:: Objective ::
Reproduce everything from the line containing "the tiger's head" down to the end of the rows, switching "exercise" to "task" and leaving all else unchanged. Give only those lines.

== Data shown

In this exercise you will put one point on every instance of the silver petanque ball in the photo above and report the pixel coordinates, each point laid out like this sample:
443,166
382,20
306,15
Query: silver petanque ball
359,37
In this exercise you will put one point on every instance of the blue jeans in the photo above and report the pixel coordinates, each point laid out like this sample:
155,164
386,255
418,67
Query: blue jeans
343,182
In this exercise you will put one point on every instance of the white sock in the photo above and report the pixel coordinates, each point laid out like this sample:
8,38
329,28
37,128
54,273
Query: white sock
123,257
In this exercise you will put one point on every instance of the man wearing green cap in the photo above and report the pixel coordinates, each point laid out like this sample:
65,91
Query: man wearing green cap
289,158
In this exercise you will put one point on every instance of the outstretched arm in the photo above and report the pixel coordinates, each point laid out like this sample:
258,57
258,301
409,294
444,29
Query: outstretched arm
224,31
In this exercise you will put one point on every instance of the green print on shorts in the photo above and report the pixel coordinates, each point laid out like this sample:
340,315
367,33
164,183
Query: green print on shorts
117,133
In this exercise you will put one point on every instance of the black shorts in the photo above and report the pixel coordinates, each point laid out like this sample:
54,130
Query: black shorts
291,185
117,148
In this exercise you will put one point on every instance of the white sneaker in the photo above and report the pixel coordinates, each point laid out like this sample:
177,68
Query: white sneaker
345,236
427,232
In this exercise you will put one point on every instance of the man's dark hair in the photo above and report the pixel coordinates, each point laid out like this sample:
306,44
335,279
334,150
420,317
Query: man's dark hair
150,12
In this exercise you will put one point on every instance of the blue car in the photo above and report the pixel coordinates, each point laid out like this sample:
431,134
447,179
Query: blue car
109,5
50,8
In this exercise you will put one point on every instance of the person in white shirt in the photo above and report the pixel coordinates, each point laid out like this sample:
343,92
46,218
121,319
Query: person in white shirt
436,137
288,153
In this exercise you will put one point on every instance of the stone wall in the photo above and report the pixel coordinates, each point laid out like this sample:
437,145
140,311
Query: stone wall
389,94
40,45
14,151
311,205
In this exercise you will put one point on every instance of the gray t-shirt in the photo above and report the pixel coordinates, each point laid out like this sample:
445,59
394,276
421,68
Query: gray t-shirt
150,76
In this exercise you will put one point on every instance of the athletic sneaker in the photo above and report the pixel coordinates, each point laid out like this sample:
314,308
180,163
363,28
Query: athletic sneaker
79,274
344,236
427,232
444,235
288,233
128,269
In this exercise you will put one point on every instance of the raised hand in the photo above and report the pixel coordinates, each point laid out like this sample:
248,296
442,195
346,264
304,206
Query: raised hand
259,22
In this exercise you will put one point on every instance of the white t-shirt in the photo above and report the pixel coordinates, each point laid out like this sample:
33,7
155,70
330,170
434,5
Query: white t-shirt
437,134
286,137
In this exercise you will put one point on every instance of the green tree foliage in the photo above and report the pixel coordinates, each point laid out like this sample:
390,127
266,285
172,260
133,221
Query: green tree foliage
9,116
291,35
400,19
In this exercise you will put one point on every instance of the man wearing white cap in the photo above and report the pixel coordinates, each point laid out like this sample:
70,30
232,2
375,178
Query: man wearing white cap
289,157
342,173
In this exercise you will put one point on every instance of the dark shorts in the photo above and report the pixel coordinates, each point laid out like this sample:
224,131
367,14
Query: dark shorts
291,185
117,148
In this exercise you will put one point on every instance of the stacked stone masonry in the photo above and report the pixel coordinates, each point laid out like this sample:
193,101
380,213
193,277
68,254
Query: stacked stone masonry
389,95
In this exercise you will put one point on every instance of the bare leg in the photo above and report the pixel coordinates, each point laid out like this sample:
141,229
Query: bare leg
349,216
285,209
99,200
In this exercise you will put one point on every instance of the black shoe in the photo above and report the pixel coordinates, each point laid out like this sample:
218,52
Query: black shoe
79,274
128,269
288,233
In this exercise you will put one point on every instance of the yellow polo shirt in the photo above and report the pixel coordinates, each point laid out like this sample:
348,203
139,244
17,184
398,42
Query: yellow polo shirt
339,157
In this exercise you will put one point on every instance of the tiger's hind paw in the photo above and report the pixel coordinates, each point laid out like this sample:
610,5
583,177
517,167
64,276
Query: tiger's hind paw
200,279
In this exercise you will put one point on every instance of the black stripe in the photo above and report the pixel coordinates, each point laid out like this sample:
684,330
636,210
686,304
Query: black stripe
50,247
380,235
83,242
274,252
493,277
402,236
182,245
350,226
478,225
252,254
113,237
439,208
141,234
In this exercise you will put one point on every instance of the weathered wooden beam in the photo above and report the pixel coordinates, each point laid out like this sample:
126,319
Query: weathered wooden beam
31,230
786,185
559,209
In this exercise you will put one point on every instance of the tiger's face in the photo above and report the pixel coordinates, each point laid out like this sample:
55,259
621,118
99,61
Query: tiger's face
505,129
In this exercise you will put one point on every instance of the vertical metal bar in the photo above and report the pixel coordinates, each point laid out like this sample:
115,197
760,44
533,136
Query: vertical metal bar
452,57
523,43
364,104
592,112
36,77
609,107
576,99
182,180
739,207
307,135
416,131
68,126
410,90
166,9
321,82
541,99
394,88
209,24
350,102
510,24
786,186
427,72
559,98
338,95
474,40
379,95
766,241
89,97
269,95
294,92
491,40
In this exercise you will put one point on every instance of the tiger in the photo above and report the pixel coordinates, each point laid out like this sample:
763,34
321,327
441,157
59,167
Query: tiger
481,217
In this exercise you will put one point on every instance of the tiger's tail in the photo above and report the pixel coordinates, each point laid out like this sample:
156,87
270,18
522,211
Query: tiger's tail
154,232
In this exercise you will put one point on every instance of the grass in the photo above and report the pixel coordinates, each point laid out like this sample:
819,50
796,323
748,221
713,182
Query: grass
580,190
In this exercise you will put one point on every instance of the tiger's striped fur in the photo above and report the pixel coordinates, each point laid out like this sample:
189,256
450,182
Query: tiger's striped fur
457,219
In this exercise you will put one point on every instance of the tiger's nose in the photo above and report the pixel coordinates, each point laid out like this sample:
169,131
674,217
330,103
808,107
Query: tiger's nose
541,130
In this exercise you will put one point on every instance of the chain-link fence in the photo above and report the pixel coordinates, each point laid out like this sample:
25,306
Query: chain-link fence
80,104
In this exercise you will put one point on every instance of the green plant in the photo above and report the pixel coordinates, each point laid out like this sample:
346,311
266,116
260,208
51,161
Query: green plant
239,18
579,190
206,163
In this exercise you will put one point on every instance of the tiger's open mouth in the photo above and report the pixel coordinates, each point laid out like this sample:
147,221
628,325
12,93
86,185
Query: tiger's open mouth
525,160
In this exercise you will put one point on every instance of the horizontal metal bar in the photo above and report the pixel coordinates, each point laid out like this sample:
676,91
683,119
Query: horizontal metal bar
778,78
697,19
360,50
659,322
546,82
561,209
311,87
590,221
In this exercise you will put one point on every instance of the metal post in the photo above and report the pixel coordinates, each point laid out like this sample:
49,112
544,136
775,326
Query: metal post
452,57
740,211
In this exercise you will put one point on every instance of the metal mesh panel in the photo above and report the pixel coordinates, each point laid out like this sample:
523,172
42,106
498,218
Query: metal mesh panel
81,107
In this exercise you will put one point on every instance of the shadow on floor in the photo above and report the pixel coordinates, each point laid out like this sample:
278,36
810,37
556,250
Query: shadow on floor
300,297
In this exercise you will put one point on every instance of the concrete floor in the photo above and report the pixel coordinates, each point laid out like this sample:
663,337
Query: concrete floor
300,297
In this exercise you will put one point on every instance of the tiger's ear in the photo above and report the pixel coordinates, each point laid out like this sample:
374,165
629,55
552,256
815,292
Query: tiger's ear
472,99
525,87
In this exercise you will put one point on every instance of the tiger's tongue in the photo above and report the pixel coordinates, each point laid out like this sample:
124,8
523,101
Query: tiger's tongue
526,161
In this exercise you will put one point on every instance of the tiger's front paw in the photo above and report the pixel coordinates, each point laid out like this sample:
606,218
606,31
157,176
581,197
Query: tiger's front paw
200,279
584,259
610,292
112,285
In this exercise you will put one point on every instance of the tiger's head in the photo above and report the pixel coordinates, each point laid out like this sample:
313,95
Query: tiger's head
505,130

====

:: Exercise result ::
In this task you will put one point on every instance of the tiger's head in the photo above and report the pixel coordinates, each point laid out like this sample:
313,95
Query: tiger's head
505,130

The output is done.